» SELECTED EXTRACT:
+++

To others, the letterboxing is the purpose.  There is always time for 'one more box'.  Even if there isn't time.  Maybe its competitive - between friends and family.  It could be about being first in book, completing the series, or being 'seen'.  To some its about ensuring maximum return of stamps from limited time on the moor.  Letterboxing is, of course, highly addictive, and the thought of passing potential letterbox sites unsearched is absurd.  There is the next badge to aim for: with just another 100/1000/10,000 stamps to go!  Aim high!  There is no such thing as bad weather: only the wrong clothing, and besides, if you go in the rain, you'll have the whole moor to yourself, and won't have to worry about being 'watched' by grockles at Combestone Tor. And when sunset forces you off, why not take a torch, and pack clues for the 'roadies' on the route home.  (Or was that just me?!?)

Which brings me on to which camp I sit in.  I have flitted between both groups at various times recently.  I get withdrawal symptoms when I am away from Dartmoor, not from letterboxing.  However, I miss letterboxing terribly when I'm on the moor without clues.  I would probably count myself among the first group at the moment.  During the past 2 years, I started leaving The Upland Trotter personal at home, and carried only the whoisthechallenger stamp instead, so I cannot be sure how many stamps I have actually found.  Who am I actually counting for?  Who counts anyway?

Above everything else, it's about personal choice.  The reasons for letterboxing can be so varied and individual. 

Letterboxing, eh?  This Victorian pastime.  This means to an end.  This numbers game.

+++

» EXERCISE AIM:
Answer these about the letterboxing passage:
1. At which tor does the passage say you might be watched by grockles?
2. What stamp did the writer carry instead of The Upland Trotter personal during the past 2 years?
3. What is letterboxing about above everything else?
The items come from a separate source, unrelated to the letterboxing passage.

» PROVIDED MATERIAL:

+++

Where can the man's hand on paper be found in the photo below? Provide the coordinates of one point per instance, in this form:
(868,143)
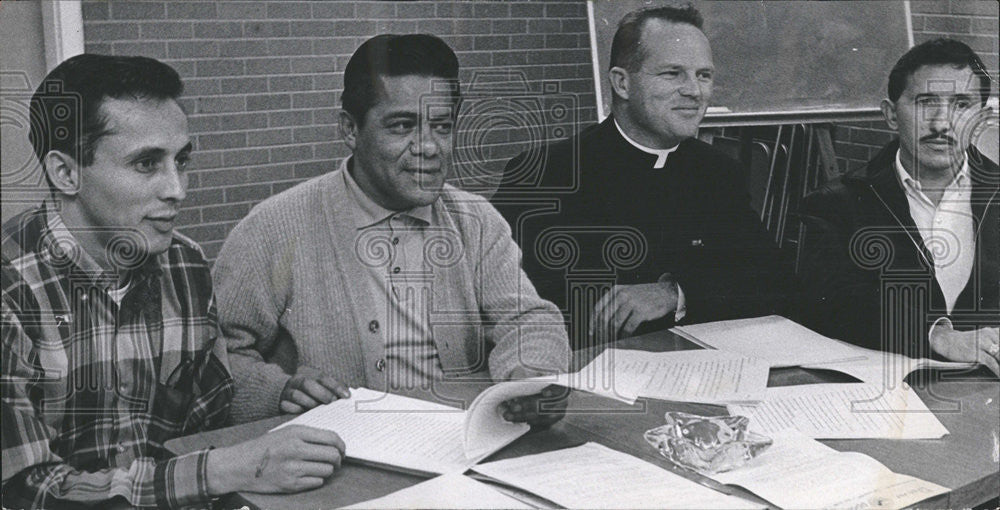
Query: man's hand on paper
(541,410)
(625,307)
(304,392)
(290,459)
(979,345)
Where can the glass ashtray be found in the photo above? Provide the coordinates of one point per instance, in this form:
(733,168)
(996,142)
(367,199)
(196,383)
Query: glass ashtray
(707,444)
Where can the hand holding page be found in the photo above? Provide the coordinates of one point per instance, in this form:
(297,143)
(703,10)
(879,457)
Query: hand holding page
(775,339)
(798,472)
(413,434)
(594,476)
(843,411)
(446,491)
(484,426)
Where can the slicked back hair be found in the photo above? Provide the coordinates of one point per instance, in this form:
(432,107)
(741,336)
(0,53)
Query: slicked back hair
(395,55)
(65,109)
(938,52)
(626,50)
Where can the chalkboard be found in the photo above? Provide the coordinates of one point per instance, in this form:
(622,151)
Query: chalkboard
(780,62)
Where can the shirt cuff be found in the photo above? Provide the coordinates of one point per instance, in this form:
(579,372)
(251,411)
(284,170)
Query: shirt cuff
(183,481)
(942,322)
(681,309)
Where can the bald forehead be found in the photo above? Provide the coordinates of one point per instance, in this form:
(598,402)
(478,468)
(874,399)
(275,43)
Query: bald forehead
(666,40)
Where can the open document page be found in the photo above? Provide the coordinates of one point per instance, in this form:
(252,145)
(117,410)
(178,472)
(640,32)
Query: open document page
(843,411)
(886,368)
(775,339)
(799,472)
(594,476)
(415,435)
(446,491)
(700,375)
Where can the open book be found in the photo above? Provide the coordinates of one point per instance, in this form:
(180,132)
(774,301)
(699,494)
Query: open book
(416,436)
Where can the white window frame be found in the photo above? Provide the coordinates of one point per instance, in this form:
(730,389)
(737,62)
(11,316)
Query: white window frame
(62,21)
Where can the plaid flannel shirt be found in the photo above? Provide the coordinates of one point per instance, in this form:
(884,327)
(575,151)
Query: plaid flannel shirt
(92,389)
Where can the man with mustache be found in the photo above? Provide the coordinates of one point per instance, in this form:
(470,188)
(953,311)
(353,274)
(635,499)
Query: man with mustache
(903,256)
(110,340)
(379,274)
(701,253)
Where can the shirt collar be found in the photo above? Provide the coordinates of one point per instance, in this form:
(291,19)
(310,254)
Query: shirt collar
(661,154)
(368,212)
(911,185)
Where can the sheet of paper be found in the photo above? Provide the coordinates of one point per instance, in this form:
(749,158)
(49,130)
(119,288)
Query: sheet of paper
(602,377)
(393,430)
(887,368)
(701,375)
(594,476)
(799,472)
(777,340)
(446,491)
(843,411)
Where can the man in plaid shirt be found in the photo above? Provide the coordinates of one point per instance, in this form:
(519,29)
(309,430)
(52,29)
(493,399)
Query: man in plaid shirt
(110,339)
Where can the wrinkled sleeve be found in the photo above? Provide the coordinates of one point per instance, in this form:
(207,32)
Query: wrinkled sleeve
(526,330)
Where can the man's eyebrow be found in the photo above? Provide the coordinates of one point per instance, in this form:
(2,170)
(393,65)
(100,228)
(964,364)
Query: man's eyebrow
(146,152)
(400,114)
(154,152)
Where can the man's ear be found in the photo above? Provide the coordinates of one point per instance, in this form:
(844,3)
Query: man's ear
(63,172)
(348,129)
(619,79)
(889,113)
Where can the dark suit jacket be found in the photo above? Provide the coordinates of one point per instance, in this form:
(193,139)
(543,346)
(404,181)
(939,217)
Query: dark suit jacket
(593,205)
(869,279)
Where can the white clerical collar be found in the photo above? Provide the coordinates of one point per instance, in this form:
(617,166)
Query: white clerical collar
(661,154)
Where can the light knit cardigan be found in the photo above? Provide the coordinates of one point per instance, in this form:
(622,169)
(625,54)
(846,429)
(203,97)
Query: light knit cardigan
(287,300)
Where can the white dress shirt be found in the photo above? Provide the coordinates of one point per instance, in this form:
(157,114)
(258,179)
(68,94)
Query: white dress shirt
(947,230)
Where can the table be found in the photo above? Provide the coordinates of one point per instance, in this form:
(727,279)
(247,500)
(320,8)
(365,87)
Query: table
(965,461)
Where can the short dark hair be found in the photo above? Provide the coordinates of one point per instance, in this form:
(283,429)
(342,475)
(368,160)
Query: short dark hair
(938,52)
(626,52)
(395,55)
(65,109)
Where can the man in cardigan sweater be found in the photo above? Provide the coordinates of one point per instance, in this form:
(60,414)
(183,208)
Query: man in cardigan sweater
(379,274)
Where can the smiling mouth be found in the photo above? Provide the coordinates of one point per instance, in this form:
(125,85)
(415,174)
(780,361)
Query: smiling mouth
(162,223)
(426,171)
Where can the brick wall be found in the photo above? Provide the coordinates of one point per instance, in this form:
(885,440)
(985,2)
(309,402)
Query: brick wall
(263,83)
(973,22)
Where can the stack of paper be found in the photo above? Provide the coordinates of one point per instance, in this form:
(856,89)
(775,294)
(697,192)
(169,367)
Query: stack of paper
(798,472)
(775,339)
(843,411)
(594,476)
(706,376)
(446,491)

+++

» WRITTEN RESPONSE:
1. Combestone Tor
2. The whoisthechallenger stamp
3. Personal choice